BEGIN Records shown

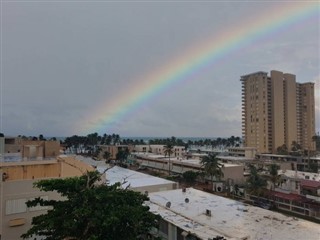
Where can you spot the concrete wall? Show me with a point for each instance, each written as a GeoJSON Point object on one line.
{"type": "Point", "coordinates": [19, 192]}
{"type": "Point", "coordinates": [18, 188]}
{"type": "Point", "coordinates": [277, 106]}
{"type": "Point", "coordinates": [290, 106]}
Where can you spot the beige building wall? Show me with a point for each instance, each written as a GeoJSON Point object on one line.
{"type": "Point", "coordinates": [276, 110]}
{"type": "Point", "coordinates": [16, 187]}
{"type": "Point", "coordinates": [277, 106]}
{"type": "Point", "coordinates": [255, 111]}
{"type": "Point", "coordinates": [12, 144]}
{"type": "Point", "coordinates": [39, 149]}
{"type": "Point", "coordinates": [290, 106]}
{"type": "Point", "coordinates": [307, 109]}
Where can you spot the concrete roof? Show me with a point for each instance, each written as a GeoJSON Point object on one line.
{"type": "Point", "coordinates": [300, 175]}
{"type": "Point", "coordinates": [133, 178]}
{"type": "Point", "coordinates": [229, 218]}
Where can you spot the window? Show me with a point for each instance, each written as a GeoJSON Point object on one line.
{"type": "Point", "coordinates": [38, 207]}
{"type": "Point", "coordinates": [16, 206]}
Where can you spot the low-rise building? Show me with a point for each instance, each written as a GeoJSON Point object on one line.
{"type": "Point", "coordinates": [193, 214]}
{"type": "Point", "coordinates": [16, 188]}
{"type": "Point", "coordinates": [137, 181]}
{"type": "Point", "coordinates": [158, 149]}
{"type": "Point", "coordinates": [233, 172]}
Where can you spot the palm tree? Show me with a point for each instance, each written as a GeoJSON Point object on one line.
{"type": "Point", "coordinates": [212, 167]}
{"type": "Point", "coordinates": [168, 150]}
{"type": "Point", "coordinates": [255, 182]}
{"type": "Point", "coordinates": [106, 156]}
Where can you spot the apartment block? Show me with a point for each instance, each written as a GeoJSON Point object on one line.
{"type": "Point", "coordinates": [276, 110]}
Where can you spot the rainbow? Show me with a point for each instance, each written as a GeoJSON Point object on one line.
{"type": "Point", "coordinates": [201, 56]}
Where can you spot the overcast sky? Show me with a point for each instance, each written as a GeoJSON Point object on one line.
{"type": "Point", "coordinates": [63, 60]}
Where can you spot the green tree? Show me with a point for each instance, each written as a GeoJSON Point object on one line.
{"type": "Point", "coordinates": [168, 150]}
{"type": "Point", "coordinates": [106, 156]}
{"type": "Point", "coordinates": [190, 176]}
{"type": "Point", "coordinates": [91, 211]}
{"type": "Point", "coordinates": [255, 183]}
{"type": "Point", "coordinates": [122, 155]}
{"type": "Point", "coordinates": [282, 150]}
{"type": "Point", "coordinates": [212, 167]}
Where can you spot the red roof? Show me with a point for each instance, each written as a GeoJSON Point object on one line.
{"type": "Point", "coordinates": [310, 183]}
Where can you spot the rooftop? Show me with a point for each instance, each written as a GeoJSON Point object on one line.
{"type": "Point", "coordinates": [133, 178]}
{"type": "Point", "coordinates": [300, 175]}
{"type": "Point", "coordinates": [229, 218]}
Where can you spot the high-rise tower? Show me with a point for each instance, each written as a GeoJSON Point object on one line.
{"type": "Point", "coordinates": [276, 111]}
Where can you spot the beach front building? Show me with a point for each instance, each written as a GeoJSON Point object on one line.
{"type": "Point", "coordinates": [113, 150]}
{"type": "Point", "coordinates": [16, 148]}
{"type": "Point", "coordinates": [233, 173]}
{"type": "Point", "coordinates": [299, 163]}
{"type": "Point", "coordinates": [298, 192]}
{"type": "Point", "coordinates": [137, 181]}
{"type": "Point", "coordinates": [16, 187]}
{"type": "Point", "coordinates": [193, 214]}
{"type": "Point", "coordinates": [178, 151]}
{"type": "Point", "coordinates": [276, 111]}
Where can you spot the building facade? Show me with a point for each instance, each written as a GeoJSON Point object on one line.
{"type": "Point", "coordinates": [17, 187]}
{"type": "Point", "coordinates": [277, 111]}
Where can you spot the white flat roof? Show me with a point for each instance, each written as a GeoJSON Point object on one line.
{"type": "Point", "coordinates": [301, 175]}
{"type": "Point", "coordinates": [229, 218]}
{"type": "Point", "coordinates": [133, 178]}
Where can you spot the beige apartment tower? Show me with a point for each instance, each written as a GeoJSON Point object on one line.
{"type": "Point", "coordinates": [276, 110]}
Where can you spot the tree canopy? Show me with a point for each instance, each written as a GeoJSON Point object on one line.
{"type": "Point", "coordinates": [91, 211]}
{"type": "Point", "coordinates": [212, 167]}
{"type": "Point", "coordinates": [255, 182]}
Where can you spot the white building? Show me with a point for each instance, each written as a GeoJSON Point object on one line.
{"type": "Point", "coordinates": [200, 215]}
{"type": "Point", "coordinates": [137, 181]}
{"type": "Point", "coordinates": [178, 151]}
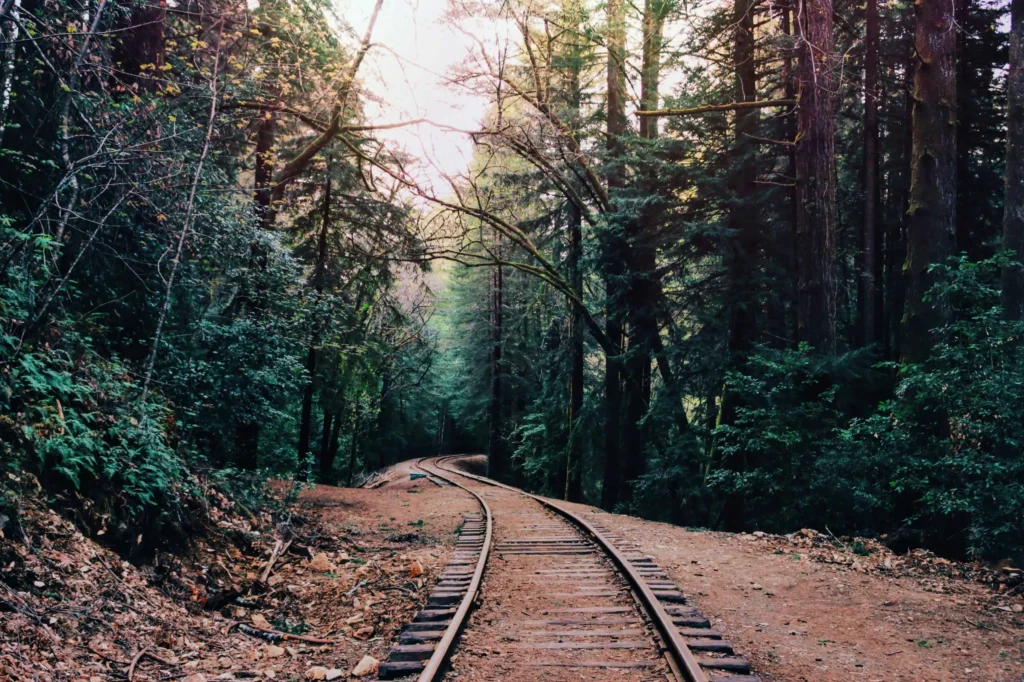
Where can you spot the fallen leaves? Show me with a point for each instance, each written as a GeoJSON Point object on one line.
{"type": "Point", "coordinates": [368, 666]}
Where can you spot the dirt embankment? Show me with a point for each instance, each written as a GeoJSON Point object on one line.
{"type": "Point", "coordinates": [72, 610]}
{"type": "Point", "coordinates": [816, 608]}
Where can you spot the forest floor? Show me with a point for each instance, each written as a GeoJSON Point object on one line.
{"type": "Point", "coordinates": [70, 609]}
{"type": "Point", "coordinates": [808, 607]}
{"type": "Point", "coordinates": [801, 607]}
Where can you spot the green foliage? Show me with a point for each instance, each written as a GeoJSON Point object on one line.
{"type": "Point", "coordinates": [939, 461]}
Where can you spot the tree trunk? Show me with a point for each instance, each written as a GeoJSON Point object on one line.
{"type": "Point", "coordinates": [869, 301]}
{"type": "Point", "coordinates": [330, 454]}
{"type": "Point", "coordinates": [263, 170]}
{"type": "Point", "coordinates": [496, 444]}
{"type": "Point", "coordinates": [1013, 208]}
{"type": "Point", "coordinates": [745, 227]}
{"type": "Point", "coordinates": [326, 440]}
{"type": "Point", "coordinates": [573, 457]}
{"type": "Point", "coordinates": [305, 422]}
{"type": "Point", "coordinates": [790, 133]}
{"type": "Point", "coordinates": [613, 258]}
{"type": "Point", "coordinates": [353, 443]}
{"type": "Point", "coordinates": [931, 230]}
{"type": "Point", "coordinates": [143, 44]}
{"type": "Point", "coordinates": [816, 178]}
{"type": "Point", "coordinates": [573, 465]}
{"type": "Point", "coordinates": [641, 257]}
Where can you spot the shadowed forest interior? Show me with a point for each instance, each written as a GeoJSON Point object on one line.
{"type": "Point", "coordinates": [750, 264]}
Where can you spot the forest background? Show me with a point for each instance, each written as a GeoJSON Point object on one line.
{"type": "Point", "coordinates": [750, 264]}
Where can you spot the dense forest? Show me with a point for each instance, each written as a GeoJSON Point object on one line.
{"type": "Point", "coordinates": [727, 263]}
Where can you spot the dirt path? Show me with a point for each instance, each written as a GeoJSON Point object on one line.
{"type": "Point", "coordinates": [552, 606]}
{"type": "Point", "coordinates": [797, 620]}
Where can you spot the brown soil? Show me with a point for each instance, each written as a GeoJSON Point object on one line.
{"type": "Point", "coordinates": [800, 608]}
{"type": "Point", "coordinates": [801, 613]}
{"type": "Point", "coordinates": [73, 610]}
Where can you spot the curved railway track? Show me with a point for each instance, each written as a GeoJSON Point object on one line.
{"type": "Point", "coordinates": [565, 598]}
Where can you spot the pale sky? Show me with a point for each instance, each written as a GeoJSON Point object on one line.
{"type": "Point", "coordinates": [415, 50]}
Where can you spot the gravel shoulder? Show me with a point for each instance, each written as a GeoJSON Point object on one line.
{"type": "Point", "coordinates": [800, 613]}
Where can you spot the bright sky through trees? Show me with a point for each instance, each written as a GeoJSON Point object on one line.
{"type": "Point", "coordinates": [415, 50]}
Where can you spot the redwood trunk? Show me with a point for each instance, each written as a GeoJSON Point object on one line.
{"type": "Point", "coordinates": [496, 445]}
{"type": "Point", "coordinates": [305, 422]}
{"type": "Point", "coordinates": [869, 281]}
{"type": "Point", "coordinates": [1013, 209]}
{"type": "Point", "coordinates": [573, 471]}
{"type": "Point", "coordinates": [816, 178]}
{"type": "Point", "coordinates": [613, 259]}
{"type": "Point", "coordinates": [931, 235]}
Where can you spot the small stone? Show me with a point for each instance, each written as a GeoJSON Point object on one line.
{"type": "Point", "coordinates": [367, 667]}
{"type": "Point", "coordinates": [322, 564]}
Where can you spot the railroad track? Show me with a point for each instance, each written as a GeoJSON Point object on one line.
{"type": "Point", "coordinates": [565, 599]}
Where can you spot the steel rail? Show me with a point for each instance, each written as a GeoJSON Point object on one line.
{"type": "Point", "coordinates": [684, 658]}
{"type": "Point", "coordinates": [433, 668]}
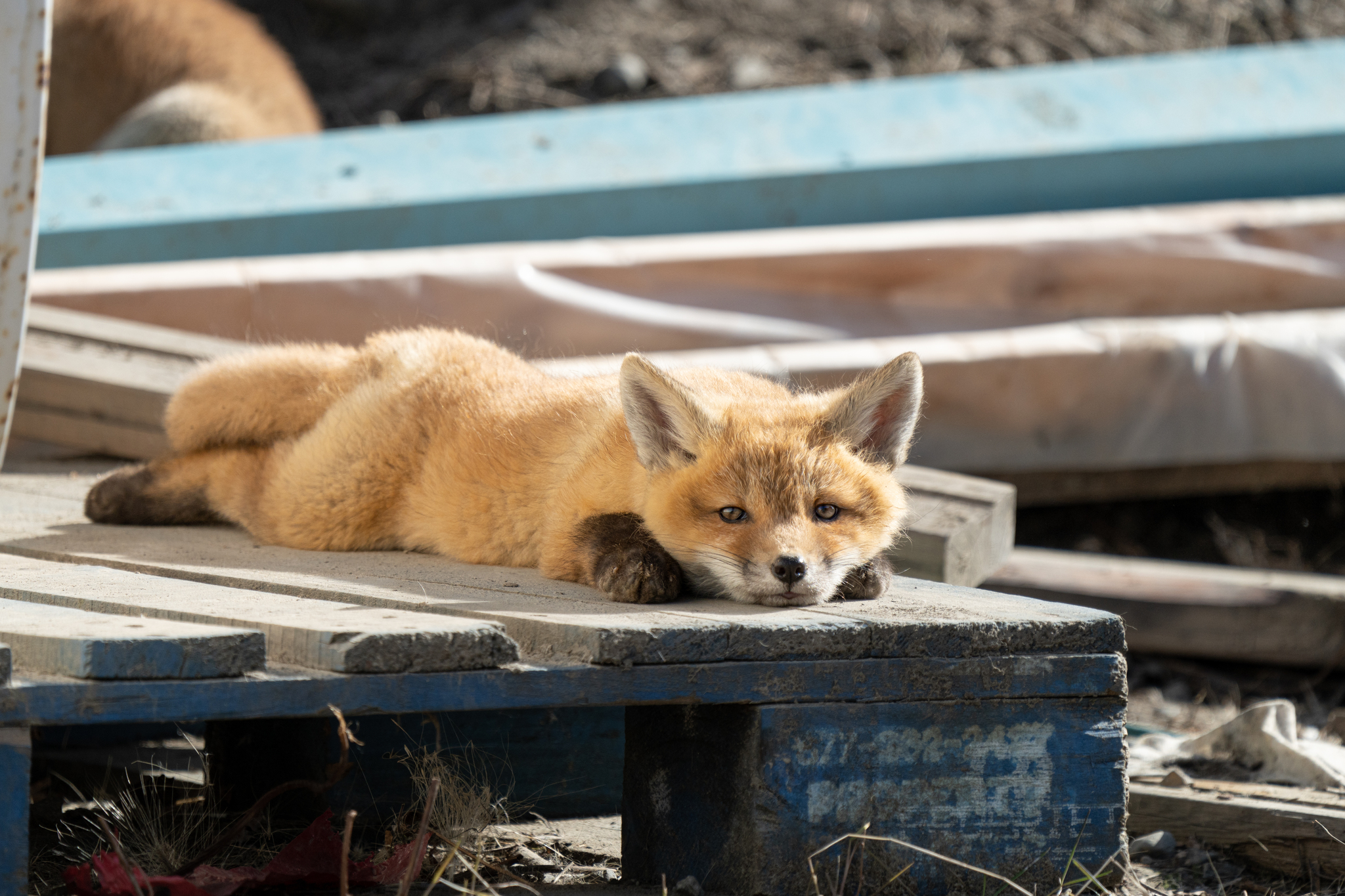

END Records shown

■ Goal of the exercise: Each line from the one holding "Where can you spot the gravel" to the end of the records above must be copied exactly; the pictures must not be copied.

■ Response area:
Where can you spot the gravel shoulder? Show me with a point for each instance, each written as a GeoJSON Point object on one line.
{"type": "Point", "coordinates": [800, 613]}
Where can you spot the bright sky through trees? Show me with a point for each instance, each written as a GeoJSON Point object on one line.
{"type": "Point", "coordinates": [415, 50]}
Where can you spot the redwood trunk? Show me with a point for each instance, each written as a GeoJSON Point object on one line.
{"type": "Point", "coordinates": [496, 445]}
{"type": "Point", "coordinates": [305, 422]}
{"type": "Point", "coordinates": [869, 281]}
{"type": "Point", "coordinates": [1013, 209]}
{"type": "Point", "coordinates": [573, 471]}
{"type": "Point", "coordinates": [816, 178]}
{"type": "Point", "coordinates": [613, 259]}
{"type": "Point", "coordinates": [931, 235]}
Where can you spot the small stone? Show me with a point for each instance, each written as a GeoJSON Point object on one line.
{"type": "Point", "coordinates": [367, 667]}
{"type": "Point", "coordinates": [322, 564]}
Where can you spot the railroad track? Show me with a point for each instance, each written as a GeoJSON Point object on one line.
{"type": "Point", "coordinates": [565, 599]}
Where can you spot the steel rail? Show me with a point for each instance, each written as a GeoJSON Point object on one line.
{"type": "Point", "coordinates": [684, 658]}
{"type": "Point", "coordinates": [433, 668]}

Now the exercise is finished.